_ENTRIES SUPPLIED:_
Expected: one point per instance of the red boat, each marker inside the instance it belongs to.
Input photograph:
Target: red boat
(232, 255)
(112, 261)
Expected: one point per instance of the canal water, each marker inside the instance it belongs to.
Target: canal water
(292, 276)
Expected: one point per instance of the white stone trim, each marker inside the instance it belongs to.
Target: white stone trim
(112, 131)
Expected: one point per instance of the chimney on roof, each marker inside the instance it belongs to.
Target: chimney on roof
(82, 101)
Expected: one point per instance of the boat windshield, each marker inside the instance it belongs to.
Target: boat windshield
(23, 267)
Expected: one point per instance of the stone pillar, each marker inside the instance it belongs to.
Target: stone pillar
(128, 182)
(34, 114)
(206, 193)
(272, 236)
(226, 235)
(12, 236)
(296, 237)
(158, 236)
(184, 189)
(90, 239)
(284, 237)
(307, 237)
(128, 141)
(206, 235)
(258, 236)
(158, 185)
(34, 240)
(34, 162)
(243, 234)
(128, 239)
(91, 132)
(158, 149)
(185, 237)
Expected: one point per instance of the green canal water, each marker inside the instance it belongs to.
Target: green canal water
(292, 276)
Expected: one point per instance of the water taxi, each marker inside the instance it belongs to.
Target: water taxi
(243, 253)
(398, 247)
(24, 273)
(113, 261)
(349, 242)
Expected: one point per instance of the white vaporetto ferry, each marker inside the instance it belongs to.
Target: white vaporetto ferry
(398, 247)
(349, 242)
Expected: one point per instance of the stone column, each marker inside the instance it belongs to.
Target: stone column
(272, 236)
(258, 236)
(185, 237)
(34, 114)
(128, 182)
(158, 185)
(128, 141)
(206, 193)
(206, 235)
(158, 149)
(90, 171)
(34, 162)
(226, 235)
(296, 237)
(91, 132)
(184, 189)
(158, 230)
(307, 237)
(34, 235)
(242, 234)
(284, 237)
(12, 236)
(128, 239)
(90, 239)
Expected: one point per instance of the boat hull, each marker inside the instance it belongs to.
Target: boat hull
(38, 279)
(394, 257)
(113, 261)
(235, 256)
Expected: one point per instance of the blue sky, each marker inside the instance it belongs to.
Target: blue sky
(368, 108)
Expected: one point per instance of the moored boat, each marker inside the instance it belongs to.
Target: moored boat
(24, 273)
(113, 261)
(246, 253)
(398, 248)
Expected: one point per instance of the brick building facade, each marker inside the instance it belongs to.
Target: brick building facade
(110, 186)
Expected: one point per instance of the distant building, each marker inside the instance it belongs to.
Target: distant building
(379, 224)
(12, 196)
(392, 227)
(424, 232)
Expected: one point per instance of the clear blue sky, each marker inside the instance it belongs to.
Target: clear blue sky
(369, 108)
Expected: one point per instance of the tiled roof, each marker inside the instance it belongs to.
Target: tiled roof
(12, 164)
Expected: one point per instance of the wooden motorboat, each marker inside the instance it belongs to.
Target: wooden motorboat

_WHAT TO PRODUCE:_ Your task is to extract all of the records exactly.

_WRITTEN SOLUTION:_
Expected: one point per instance of the red boat, each marker inside the instance it belongs to.
Input photograph:
Target: red boat
(232, 255)
(112, 261)
Expected: one point per instance of the canal water, each marker inside the instance it belongs to.
Target: canal water
(292, 276)
Expected: one point per instance of the white stone trim, each marker inside the instance it belongs to.
Target: white stone trim
(112, 131)
Expected: one point per instance of the chimney on roof, each marker inside the instance it belongs to.
Target: chimney on roof
(82, 101)
Expected: one point per instance of the boat windshield, each marker inside the instance it belongs to.
Target: boat windshield
(23, 267)
Expected: one point per instance of the stone pillar, each marker inside the instance it belongs to.
Target: stone pillar
(128, 182)
(34, 114)
(206, 193)
(272, 236)
(226, 235)
(12, 236)
(296, 237)
(158, 236)
(184, 189)
(90, 239)
(284, 237)
(307, 237)
(128, 141)
(206, 235)
(258, 236)
(158, 185)
(34, 240)
(34, 162)
(243, 234)
(128, 239)
(91, 132)
(158, 149)
(185, 237)
Expected: one point per instance of the green canal water, each marker inside the instance it belongs to.
Target: green canal water
(292, 276)
Expected: one point per instance of the water taxi, each marker inside the instance it belongs to.
Target: water taxi
(243, 253)
(398, 247)
(24, 273)
(113, 261)
(349, 242)
Expected: one point per instance of the white vaporetto ferry, each marker inside the instance it belongs to.
Target: white vaporetto ferry
(398, 247)
(349, 242)
Expected: one point per instance of the stone column, each marker inside the instance it belongs to.
Target: stone column
(272, 236)
(258, 236)
(185, 237)
(34, 114)
(128, 182)
(158, 185)
(128, 141)
(206, 193)
(206, 235)
(158, 149)
(90, 171)
(34, 162)
(226, 235)
(296, 237)
(91, 132)
(184, 189)
(158, 230)
(307, 237)
(34, 235)
(242, 234)
(284, 237)
(12, 236)
(128, 239)
(90, 239)
Expected: one point per instance of the boat hull, each marker inside the instance it belongs to.
Target: boat hull
(38, 279)
(394, 257)
(113, 261)
(235, 256)
Expected: one point per instance of the blue sky, each marker inside the instance it belongs to.
Target: blue sky
(368, 108)
Expected: one point per instance of the moored boat, each marker inside the instance it belongs to.
Target: moored boat
(24, 273)
(113, 261)
(246, 253)
(398, 248)
Expected: one point per instance of the brick building facade, each marker inside the instance it belongs to.
Target: brick building facade
(110, 186)
Expected: one point per instance of the distant building, each marker inside the instance it belongs to.
Target: distant building
(379, 224)
(12, 196)
(392, 227)
(424, 232)
Expected: one point per instance of the clear blue sky, each marker inside the instance it belongs to.
Target: clear blue sky
(369, 108)
Expected: one point per instance of the tiled roof, each marker inside the instance it belongs to.
Target: tiled roof
(12, 164)
Expected: one point per instance of the wooden motorboat, each marker inside the instance it belongs to.
Target: wooden motorboat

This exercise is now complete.